DOCUMENT PASSAGE:
>>

[PLUG] Mounting USB drive

Robbert van Andel robbert at vafam.com
Wed Nov 20 05:31:36 UTC 2002


Thanks for the help. I do want to preserve the data on the disk.  Is
there anyway to do this without losing the data on the drive.  I can
mount a dos floppy disk, so that shouldn't be an issue.

On Tue, 2002-11-19 at 21:24, Steven Raymond wrote:
> > I checked into the website.  According to the documentation there, my
> > machine is seeing the attached drive in /proc/bus/usb/devices.  Now I am
> > having trouble mounting it.  I have tried several different iterations
> > but keep coming up with this error /dev/<whatever> is not a valid block
> > device. Two questions arise
> >
> > 1).  What am I doing wrong.
> > 2).  Is NTFS supported?  I'm asking because I'm not sure if I have an
> > ntfs partition on this drive or fat32.
> 
> This is what I had to do to get my USB drive working:
> 
> Had to fdisk it first.  Note this will destroy any data you have on the
> drive.  While it seems that you should be able to mount an NTFS or FAT32
> partition, you'll need support for those file systems in your kernel.

<<

(Point labeling dataset excerpts)
>>

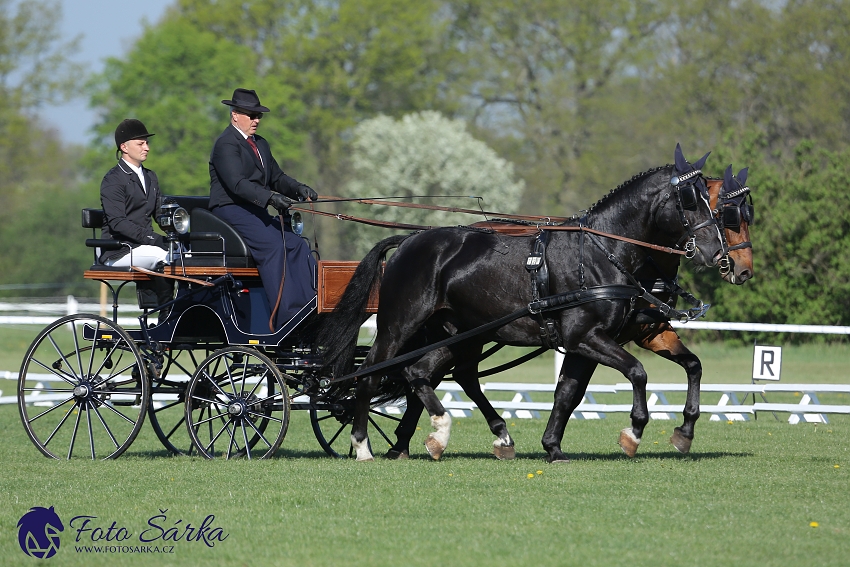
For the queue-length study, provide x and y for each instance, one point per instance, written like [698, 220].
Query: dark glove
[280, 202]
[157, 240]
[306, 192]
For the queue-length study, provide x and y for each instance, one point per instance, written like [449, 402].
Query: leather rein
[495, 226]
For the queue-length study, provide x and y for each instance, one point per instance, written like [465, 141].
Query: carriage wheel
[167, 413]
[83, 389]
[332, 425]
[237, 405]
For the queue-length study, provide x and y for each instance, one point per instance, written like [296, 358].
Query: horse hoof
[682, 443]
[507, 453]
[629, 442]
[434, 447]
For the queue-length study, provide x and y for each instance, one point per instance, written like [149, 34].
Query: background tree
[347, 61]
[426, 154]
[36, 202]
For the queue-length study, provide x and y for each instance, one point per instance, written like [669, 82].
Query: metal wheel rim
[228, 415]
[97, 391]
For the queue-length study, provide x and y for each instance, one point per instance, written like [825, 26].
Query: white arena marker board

<<

TASK GOAL: In the USB drive thread, why does the person having trouble mounting the drive ask whether NTFS is supported?

TASK SOLUTION: The poster is not sure whether the drive has an NTFS partition or a FAT32 partition.